Point-based annotation data
########

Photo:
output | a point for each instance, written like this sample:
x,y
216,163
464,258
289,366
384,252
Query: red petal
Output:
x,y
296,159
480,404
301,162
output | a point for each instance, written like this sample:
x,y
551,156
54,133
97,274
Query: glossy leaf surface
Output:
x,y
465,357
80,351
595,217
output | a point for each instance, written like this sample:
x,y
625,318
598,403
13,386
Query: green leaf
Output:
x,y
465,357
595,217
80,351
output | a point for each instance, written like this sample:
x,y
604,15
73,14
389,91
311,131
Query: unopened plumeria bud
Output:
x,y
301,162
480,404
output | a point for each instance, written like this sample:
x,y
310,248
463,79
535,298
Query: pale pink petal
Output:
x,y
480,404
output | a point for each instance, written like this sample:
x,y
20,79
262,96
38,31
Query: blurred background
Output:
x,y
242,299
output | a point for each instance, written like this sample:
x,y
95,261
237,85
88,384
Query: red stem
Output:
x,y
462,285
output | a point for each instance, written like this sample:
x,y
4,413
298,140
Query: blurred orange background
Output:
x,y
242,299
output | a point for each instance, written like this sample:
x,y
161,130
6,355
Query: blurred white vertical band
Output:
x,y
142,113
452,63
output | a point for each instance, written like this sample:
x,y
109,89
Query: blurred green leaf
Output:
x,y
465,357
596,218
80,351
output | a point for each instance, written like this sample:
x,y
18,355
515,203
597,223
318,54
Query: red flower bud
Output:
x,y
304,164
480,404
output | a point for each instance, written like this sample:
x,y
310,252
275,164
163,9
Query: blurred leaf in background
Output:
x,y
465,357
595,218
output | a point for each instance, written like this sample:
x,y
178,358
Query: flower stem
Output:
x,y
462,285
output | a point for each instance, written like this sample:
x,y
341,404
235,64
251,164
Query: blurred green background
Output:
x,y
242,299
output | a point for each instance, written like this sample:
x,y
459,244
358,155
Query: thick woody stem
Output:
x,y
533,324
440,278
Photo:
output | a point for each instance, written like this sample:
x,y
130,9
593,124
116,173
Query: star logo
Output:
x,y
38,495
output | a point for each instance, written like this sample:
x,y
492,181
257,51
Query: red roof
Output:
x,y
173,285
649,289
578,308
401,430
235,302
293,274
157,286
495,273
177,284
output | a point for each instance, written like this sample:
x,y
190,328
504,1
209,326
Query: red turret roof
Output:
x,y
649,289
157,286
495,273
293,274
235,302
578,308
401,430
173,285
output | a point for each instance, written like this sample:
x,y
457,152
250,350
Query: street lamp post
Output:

########

Your task is to retype all the records above with nothing left out.

Output for this exercise:
Photo:
output | a point for each instance, written like this sample:
x,y
216,163
464,258
289,366
384,252
Query: red petal
Output:
x,y
296,159
480,404
301,162
output | a point for each instance, written like this sample:
x,y
551,156
54,133
97,274
Query: glossy leaf surface
Output:
x,y
465,357
80,351
595,217
output | a point for each instance, written like this sample:
x,y
625,318
598,403
13,386
Query: green leaf
Output:
x,y
465,357
595,217
80,351
output | a point for each instance, written like this sample:
x,y
604,15
73,14
389,91
311,131
Query: unopened plumeria bud
Output:
x,y
301,162
480,404
output | a point for each instance, written like this sample:
x,y
310,248
463,79
535,298
Query: pale pink petal
Output:
x,y
480,404
output | a point for each instance, written like this sample:
x,y
20,79
262,96
38,31
Query: blurred background
Output:
x,y
242,299
output | a point for each instance, written like this sample:
x,y
95,261
237,85
88,384
Query: red stem
Output:
x,y
462,285
output | a point for each instance, written like this sample:
x,y
4,413
298,140
Query: blurred orange background
Output:
x,y
242,299
output | a point for each instance, written like this sample:
x,y
161,130
6,355
Query: blurred white vertical band
Output:
x,y
142,113
452,63
output | a point for each instance, written like this sample:
x,y
109,89
Query: blurred green leaf
Output:
x,y
465,357
596,218
80,351
output | a point for each instance, written like this sample:
x,y
18,355
515,203
597,223
318,54
Query: red flower bud
Output:
x,y
304,164
480,404
output | a point for each instance, written like this sample:
x,y
310,252
275,164
163,9
Query: blurred leaf in background
Output:
x,y
465,357
595,218
output | a point for each instance, written like this sample:
x,y
178,358
Query: flower stem
Output:
x,y
462,285
output | a point for each instance, written like this sample:
x,y
341,404
235,64
251,164
Query: blurred green background
Output:
x,y
242,299
output | a point for each instance, written like this sample:
x,y
459,244
358,155
Query: thick woody stem
Output:
x,y
533,324
440,278
Photo:
output | a point for each instance, written like this sample:
x,y
130,9
593,124
116,173
Query: star logo
Output:
x,y
38,495
output | a point for each instance, written like this sample:
x,y
492,181
257,51
Query: red roof
Output:
x,y
173,285
649,289
578,308
401,430
235,302
293,274
157,286
495,273
177,284
output | a point for each instance, written like this sample:
x,y
190,328
504,1
209,326
Query: red turret roof
Output:
x,y
649,289
157,286
495,273
293,274
235,302
578,308
401,430
173,285
output | a point for each instance, written like this sample:
x,y
457,152
250,350
Query: street lamp post
Output:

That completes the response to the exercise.